American military satellite

The Low-Power Atmospheric Compensation Experiment (LACE), also referred to as LOSAT-L and USA-51, was a military satellite developed by the Naval Research Laboratory for the United States' Strategic Defense Initiative in the late 1980s and early 1990s, otherwise referred to as the "Star Wars" program.

== Background ==

The LACE mission concept began in February 1985 when the Strategic Defense Initiative Organization approached the Naval Research Laboratory to develop an experiment to characterize laser signals transmitted and received through the Earth's atmosphere from a ground station to an orbiting experiment. The laboratory had been involved with spaceflight since the dawn of the space race, having led the Navy's Vanguard program up until 1959. Since then the laboratory had developed satellites to perform experiments relating to solar radiation, radio transmission through the ionosphere, gravity gradient stabilization, and ocean surveillance, among others.

In July 1985, the Laser Communication Experiment (LACE) began development. The simple, spaceborne experiment was planned to be flown on the next flight of NASA's Long Duration Exposure Facility (LDEF), launched aboard the Space Shuttle. Because the LDEF was a completely passive payload, LACE would've required additional power and communication subsystems to function properly. After the Challenger disaster, shuttle launches were delayed indefinitely, and the LDEF would remain in orbit from the beginning of its first mission until 1990. This led to the further development of LACE into a full satellite by June 1986, and the availability of expendable launch vehicles such as the Atlas, Titan, and Delta rockets to launch government payloads such as LACE. The satellite would later be renamed to be the Low-power Atmospheric Compensation Experiment.

Before launch, LACE was placed in the Delta II's payload fairing alongside the Relay Mirror Experiment (RME) satellite. Also known as USA-52 and LOSAT-R, it was also sponsored by the SDIO for ground-to-orbit laser tests and was built by Ball Aerospace. The two satellites and a third, LOSAT-X, were originally meant to be launched together, and were all part of the SDIO's LOSAT (LOw-altitude SATellite) program, even though they all had different designs and missions. LOSAT-X was removed from the launch manifest and would launch the following year with the GPS satellite USA-71.

== Spacecraft ==
LACE did not have any onboard propulsion systems, instead, it relied on gravity-gradient stabilization to keep its experiments pointed towards Earth. It accomplished this using three 150 ft long booms pointing along the forward, rear, and zenith axes of the spacecraft relative to the direction of its motion. While the zenith boom would remain fully extended during normal operation, the two booms along the forward and rear axes were designed to be extended and retracted 125 times during the 30 months of LACE's planned mission, and successfully did so over 65 times, albeit most movements were minor. The three booms were the largest retractable booms ever flown in space at the time of LACE's launch in 1990.

REQUIRED ACTIONS >>
**1.** In the LACE satellite text, rewrite the part that opens with the words "In July 1985, the" and closes with "Atmospheric Compensation Experiment.", changing "expendable launch vehicles" to "single-use launch vehicles".
**2.** Carry on the LACE satellite text from the point where it stops.
None of the records is needed.

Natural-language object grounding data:
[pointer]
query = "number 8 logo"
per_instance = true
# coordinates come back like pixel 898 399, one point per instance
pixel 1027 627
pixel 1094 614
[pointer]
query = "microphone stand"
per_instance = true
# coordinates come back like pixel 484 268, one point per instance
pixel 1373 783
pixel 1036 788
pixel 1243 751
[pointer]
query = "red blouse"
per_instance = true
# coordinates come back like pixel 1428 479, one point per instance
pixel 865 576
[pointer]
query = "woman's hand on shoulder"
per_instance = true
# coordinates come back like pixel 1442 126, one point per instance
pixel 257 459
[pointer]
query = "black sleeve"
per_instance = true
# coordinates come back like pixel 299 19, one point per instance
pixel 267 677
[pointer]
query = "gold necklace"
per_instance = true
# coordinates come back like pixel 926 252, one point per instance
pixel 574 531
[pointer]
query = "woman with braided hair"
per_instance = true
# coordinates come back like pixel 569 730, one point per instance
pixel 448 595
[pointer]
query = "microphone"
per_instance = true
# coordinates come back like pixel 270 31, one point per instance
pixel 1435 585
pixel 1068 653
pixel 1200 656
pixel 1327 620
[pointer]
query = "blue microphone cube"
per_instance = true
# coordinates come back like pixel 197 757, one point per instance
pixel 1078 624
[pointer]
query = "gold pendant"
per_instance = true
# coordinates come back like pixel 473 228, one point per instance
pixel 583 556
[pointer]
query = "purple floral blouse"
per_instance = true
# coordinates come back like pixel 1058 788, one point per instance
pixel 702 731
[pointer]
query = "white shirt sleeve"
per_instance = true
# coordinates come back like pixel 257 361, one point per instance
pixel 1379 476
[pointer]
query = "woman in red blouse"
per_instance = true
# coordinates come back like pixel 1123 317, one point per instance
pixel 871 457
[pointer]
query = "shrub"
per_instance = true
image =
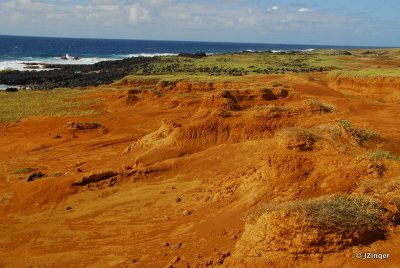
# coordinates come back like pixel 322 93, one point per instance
pixel 24 170
pixel 380 154
pixel 337 212
pixel 361 134
pixel 325 107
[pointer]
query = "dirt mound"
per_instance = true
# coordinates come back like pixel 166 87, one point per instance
pixel 385 89
pixel 322 225
pixel 296 139
pixel 233 100
pixel 173 139
pixel 83 125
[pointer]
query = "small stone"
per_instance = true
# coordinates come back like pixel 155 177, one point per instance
pixel 186 212
pixel 35 176
pixel 209 262
pixel 179 245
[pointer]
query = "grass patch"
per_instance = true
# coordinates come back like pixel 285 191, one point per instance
pixel 24 170
pixel 380 154
pixel 361 134
pixel 56 102
pixel 365 73
pixel 325 107
pixel 339 212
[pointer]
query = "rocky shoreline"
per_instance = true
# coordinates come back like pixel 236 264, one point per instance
pixel 71 76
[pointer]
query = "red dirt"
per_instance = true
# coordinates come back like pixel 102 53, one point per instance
pixel 167 179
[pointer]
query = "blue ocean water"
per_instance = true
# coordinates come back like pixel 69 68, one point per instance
pixel 17 50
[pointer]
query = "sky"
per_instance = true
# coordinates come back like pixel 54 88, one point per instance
pixel 319 22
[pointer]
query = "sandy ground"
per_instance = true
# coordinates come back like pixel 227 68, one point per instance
pixel 164 206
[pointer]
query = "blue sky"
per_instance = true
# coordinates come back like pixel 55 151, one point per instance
pixel 333 22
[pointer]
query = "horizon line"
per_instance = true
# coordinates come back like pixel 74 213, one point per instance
pixel 193 41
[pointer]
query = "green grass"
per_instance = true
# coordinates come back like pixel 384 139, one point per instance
pixel 340 212
pixel 366 73
pixel 325 107
pixel 380 154
pixel 361 134
pixel 24 170
pixel 57 102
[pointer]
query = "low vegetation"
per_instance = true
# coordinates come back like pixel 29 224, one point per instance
pixel 335 212
pixel 380 154
pixel 325 107
pixel 366 73
pixel 360 134
pixel 58 102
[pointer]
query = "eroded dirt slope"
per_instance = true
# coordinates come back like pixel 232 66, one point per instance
pixel 168 175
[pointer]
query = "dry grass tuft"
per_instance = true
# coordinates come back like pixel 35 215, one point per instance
pixel 335 212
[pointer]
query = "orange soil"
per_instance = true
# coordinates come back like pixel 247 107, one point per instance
pixel 184 170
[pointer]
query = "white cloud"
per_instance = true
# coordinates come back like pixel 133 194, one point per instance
pixel 138 14
pixel 304 9
pixel 172 19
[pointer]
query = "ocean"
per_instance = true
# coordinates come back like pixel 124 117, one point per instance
pixel 16 52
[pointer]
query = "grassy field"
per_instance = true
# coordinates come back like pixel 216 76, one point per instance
pixel 241 64
pixel 366 73
pixel 57 102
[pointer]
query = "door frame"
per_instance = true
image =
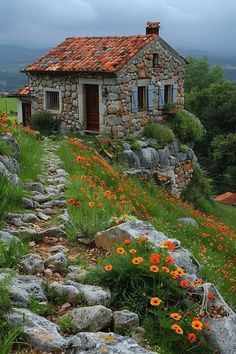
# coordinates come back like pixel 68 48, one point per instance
pixel 82 102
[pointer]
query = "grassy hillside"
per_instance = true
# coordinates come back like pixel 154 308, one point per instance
pixel 97 193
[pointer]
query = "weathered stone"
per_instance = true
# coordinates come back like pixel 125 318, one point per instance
pixel 34 186
pixel 125 320
pixel 58 261
pixel 69 291
pixel 94 343
pixel 24 287
pixel 55 231
pixel 94 295
pixel 129 230
pixel 188 221
pixel 31 263
pixel 92 318
pixel 39 332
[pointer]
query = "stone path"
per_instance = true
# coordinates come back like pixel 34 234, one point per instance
pixel 42 272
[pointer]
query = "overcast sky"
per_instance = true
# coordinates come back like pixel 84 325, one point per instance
pixel 197 24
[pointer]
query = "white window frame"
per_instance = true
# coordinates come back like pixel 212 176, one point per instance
pixel 55 111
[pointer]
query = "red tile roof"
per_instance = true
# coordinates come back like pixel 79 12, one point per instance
pixel 91 54
pixel 22 92
pixel 227 198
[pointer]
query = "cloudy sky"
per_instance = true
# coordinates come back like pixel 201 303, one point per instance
pixel 196 24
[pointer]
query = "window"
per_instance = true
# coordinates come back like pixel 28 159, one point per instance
pixel 155 60
pixel 52 100
pixel 141 98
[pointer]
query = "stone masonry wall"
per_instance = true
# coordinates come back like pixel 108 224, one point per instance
pixel 116 116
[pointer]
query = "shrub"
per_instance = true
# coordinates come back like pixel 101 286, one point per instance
pixel 187 127
pixel 163 134
pixel 5 150
pixel 44 122
pixel 146 281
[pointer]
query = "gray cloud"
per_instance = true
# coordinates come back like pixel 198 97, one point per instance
pixel 199 24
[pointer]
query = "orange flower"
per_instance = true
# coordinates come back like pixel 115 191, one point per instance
pixel 184 283
pixel 174 274
pixel 180 271
pixel 165 269
pixel 143 239
pixel 71 201
pixel 210 295
pixel 155 301
pixel 192 337
pixel 169 260
pixel 176 316
pixel 154 269
pixel 127 242
pixel 120 250
pixel 137 260
pixel 196 324
pixel 108 267
pixel 155 258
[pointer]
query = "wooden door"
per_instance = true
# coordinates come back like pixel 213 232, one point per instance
pixel 92 107
pixel 26 112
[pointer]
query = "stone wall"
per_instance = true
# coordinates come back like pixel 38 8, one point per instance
pixel 168 166
pixel 115 114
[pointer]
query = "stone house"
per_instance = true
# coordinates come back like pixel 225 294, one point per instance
pixel 112 85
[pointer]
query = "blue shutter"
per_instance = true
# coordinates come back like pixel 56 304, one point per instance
pixel 161 96
pixel 134 99
pixel 175 88
pixel 150 105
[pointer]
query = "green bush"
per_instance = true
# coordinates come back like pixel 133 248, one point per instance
pixel 187 127
pixel 44 122
pixel 5 150
pixel 162 133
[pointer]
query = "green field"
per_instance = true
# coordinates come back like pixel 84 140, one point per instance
pixel 8 105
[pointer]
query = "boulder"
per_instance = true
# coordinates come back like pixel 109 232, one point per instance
pixel 222 333
pixel 69 291
pixel 94 295
pixel 100 342
pixel 24 287
pixel 188 221
pixel 129 230
pixel 58 261
pixel 125 320
pixel 91 318
pixel 39 332
pixel 31 263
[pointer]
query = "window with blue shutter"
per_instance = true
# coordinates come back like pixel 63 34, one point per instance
pixel 174 95
pixel 150 104
pixel 161 96
pixel 134 99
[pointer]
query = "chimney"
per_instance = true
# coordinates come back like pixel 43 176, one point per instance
pixel 153 28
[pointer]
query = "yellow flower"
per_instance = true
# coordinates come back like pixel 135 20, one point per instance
pixel 155 301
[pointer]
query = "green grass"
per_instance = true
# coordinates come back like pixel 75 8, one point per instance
pixel 212 243
pixel 9 106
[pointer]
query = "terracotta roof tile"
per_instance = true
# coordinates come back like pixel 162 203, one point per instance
pixel 23 91
pixel 93 54
pixel 227 198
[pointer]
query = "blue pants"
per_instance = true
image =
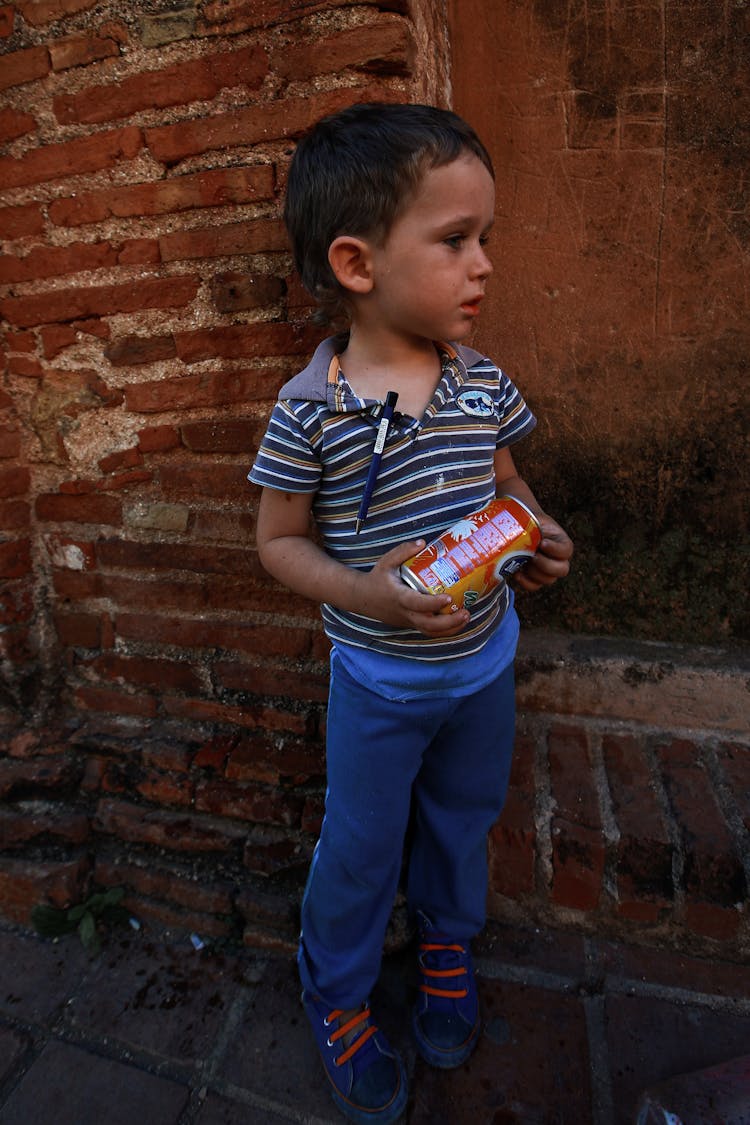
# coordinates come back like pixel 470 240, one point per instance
pixel 452 758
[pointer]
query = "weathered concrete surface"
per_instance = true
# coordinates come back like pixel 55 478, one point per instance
pixel 620 300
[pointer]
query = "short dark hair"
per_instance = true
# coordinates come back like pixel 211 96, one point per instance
pixel 354 172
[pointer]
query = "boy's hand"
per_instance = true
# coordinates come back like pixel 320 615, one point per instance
pixel 382 594
pixel 552 559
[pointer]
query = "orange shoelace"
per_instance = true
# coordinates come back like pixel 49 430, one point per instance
pixel 442 973
pixel 359 1017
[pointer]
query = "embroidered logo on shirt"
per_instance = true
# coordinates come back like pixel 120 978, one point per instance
pixel 476 403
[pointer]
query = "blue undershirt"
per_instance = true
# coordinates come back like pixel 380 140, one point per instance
pixel 399 678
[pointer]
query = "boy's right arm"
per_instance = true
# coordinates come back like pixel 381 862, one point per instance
pixel 287 551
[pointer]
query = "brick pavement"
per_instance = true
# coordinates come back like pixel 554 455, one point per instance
pixel 154 1032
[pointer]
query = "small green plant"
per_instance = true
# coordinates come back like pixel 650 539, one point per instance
pixel 100 909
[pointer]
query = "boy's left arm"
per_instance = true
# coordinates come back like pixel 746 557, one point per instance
pixel 552 558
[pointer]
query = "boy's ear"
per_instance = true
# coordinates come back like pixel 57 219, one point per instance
pixel 351 262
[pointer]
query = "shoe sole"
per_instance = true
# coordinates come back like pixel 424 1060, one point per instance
pixel 387 1115
pixel 442 1059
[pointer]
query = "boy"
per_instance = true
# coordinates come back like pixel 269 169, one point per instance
pixel 388 209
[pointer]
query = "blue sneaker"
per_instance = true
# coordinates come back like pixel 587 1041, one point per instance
pixel 367 1076
pixel 445 1017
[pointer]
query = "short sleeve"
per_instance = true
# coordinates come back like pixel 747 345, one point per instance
pixel 516 420
pixel 286 458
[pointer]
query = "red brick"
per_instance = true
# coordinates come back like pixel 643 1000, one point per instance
pixel 82 630
pixel 255 236
pixel 25 883
pixel 14 123
pixel 243 340
pixel 170 790
pixel 513 839
pixel 644 852
pixel 224 17
pixel 270 640
pixel 385 46
pixel 198 80
pixel 20 341
pixel 132 351
pixel 735 761
pixel 147 672
pixel 15 558
pixel 288 117
pixel 100 300
pixel 309 684
pixel 122 459
pixel 72 554
pixel 37 773
pixel 19 222
pixel 711 920
pixel 222 482
pixel 270 851
pixel 81 50
pixel 157 439
pixel 234 291
pixel 171 556
pixel 26 366
pixel 53 507
pixel 713 872
pixel 16 604
pixel 71 158
pixel 15 514
pixel 38 12
pixel 7 19
pixel 10 443
pixel 235 525
pixel 166 882
pixel 42 820
pixel 578 848
pixel 21 66
pixel 54 261
pixel 175 831
pixel 572 781
pixel 252 803
pixel 120 703
pixel 215 188
pixel 14 482
pixel 55 338
pixel 263 758
pixel 192 392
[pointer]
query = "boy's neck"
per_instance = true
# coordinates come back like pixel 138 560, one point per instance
pixel 376 366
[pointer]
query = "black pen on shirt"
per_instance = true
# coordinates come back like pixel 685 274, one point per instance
pixel 389 406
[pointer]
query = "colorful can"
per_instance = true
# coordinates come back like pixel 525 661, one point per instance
pixel 476 554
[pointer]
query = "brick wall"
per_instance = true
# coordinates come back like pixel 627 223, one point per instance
pixel 163 702
pixel 150 316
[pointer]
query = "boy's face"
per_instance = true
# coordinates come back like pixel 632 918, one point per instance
pixel 430 273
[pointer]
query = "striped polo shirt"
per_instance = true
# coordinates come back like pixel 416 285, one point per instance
pixel 434 470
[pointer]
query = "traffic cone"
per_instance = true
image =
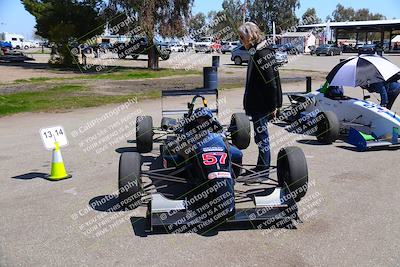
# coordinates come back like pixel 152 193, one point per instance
pixel 58 171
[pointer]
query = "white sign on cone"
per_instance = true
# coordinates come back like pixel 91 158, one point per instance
pixel 53 134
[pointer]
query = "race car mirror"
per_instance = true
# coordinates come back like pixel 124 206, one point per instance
pixel 53 134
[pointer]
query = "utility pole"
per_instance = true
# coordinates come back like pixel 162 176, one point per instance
pixel 244 11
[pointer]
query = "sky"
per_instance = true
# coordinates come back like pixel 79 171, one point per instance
pixel 14 18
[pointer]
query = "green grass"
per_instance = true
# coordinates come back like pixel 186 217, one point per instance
pixel 34 80
pixel 61 98
pixel 138 74
pixel 118 75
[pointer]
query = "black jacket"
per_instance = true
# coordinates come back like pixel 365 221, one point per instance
pixel 263 92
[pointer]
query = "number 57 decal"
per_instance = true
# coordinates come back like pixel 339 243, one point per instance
pixel 211 158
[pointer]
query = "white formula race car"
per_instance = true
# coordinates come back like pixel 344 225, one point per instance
pixel 365 123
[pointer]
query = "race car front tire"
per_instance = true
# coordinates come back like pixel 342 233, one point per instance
pixel 328 127
pixel 129 180
pixel 240 130
pixel 292 169
pixel 144 134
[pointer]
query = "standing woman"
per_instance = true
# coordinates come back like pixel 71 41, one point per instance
pixel 263 94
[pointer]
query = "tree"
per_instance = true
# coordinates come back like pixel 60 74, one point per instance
pixel 263 13
pixel 167 18
pixel 310 17
pixel 196 23
pixel 349 14
pixel 64 22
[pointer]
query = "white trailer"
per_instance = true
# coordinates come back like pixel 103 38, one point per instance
pixel 17 40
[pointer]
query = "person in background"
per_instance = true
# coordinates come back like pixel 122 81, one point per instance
pixel 263 93
pixel 387 90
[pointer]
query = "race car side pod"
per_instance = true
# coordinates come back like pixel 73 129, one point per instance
pixel 364 141
pixel 275 210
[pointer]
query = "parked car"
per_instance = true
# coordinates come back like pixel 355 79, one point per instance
pixel 229 46
pixel 289 48
pixel 312 49
pixel 177 48
pixel 104 47
pixel 328 49
pixel 367 49
pixel 349 48
pixel 240 55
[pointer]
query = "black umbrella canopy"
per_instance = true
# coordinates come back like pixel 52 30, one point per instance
pixel 362 71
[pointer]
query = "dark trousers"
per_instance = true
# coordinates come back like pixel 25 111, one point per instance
pixel 261 137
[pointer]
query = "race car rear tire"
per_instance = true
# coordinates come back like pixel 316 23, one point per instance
pixel 328 127
pixel 292 170
pixel 240 130
pixel 144 134
pixel 129 180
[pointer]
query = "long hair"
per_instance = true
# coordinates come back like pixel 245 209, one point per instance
pixel 252 32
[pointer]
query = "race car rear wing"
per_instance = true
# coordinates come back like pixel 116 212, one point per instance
pixel 185 92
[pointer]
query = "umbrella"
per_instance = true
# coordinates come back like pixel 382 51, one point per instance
pixel 362 71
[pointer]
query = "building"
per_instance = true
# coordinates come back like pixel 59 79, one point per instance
pixel 300 40
pixel 385 30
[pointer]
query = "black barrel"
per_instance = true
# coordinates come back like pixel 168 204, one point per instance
pixel 210 77
pixel 215 61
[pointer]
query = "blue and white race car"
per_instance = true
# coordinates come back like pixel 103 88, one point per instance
pixel 365 123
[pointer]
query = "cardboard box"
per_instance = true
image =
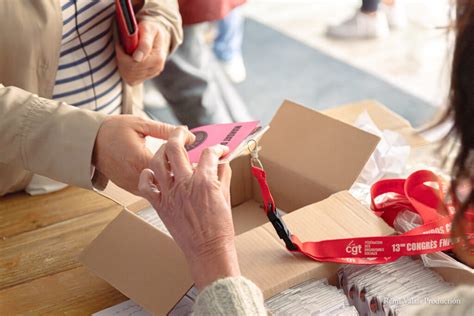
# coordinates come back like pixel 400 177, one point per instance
pixel 310 159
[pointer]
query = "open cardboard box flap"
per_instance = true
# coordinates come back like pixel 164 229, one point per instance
pixel 308 157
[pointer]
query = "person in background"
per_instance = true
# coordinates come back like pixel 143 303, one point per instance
pixel 195 207
pixel 228 45
pixel 61 74
pixel 375 19
pixel 192 83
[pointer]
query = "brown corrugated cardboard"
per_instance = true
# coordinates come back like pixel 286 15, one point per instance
pixel 308 156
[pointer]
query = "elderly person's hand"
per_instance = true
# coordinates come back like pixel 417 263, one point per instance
pixel 120 152
pixel 149 58
pixel 195 206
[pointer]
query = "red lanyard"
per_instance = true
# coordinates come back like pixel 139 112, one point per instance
pixel 411 194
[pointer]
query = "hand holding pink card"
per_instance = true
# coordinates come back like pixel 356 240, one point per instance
pixel 233 135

OUTPUTS BY TASK >>
**1.**
In July 1985, the Laser Communication Experiment (LACE) began development. The simple, spaceborne experiment was planned to be flown on the next flight of NASA's Long Duration Exposure Facility (LDEF), launched aboard the Space Shuttle. Because the LDEF was a completely passive payload, LACE would've required additional power and communication subsystems to function properly. After the Challenger disaster, shuttle launches were delayed indefinitely, and the LDEF would remain in orbit from the beginning of its first mission until 1990. This led to the further development of LACE into a full satellite by June 1986, and the availability of single-use launch vehicles such as the Atlas, Titan, and Delta rockets to launch government payloads such as LACE. The satellite would later be renamed to be the Low-power Atmospheric Compensation Experiment.

**2.**
== Instruments ==

=== Sensor Array Subsystem (SAS) ===

The Sensor Array Subsystem was the primary payload of the LACE satellite. It contained three sets of sensor arrays with a total of 210 sensors designed to detect laser emissions on-orbit from visible, pulsed, and infrared lasers on Earth.

The visible sensor array had 85 sensors distributed in the center of the earth-facing "target board". It was specifically designed to detect laser emissions from the Short Wavelength Adaptive Techniques (SWAT) program's argon ion laser at the Air Force Maui Optical Station (AMOS) in Maui, Hawaii. The array was sensitive to laser emissions between 400 nanometers (nm) to 1.06 micrometers (μm). Before launch it was calibrated for the SWAT laser's wavelength of 514.5 nm, which was designed by the MIT Lincoln Laboratory. Later in the mission, this array was re-calibrated to 1.06 μm to support the USAF Starfire Optical Range at Kirtland AFB, New Mexico.

The pulsed array's 85 sensors were located in the same housings as the visible array sensors. They were calibrated at 354 nm and 1.06 μm, and were designed to generally support pulsed excimer lasers at wavelengths from 300 to 400 nm and a low-power laser emulator at 1.06 μm. The array detected pulses of durations from 10 nanoseconds (ns) to 2 microseconds (μs) with a maximum repetition rate of 100 pulses per second.

Like the visible array, the infrared array was also designed for a specific laser program: the Low Power Chemical Laser (LPCL) at White Sands, New Mexico. The array's 40 sensors were distributed uniformly across the target board, and detected deuterium fluoride chemical laser emissions between 3.6 and 4.0 μm.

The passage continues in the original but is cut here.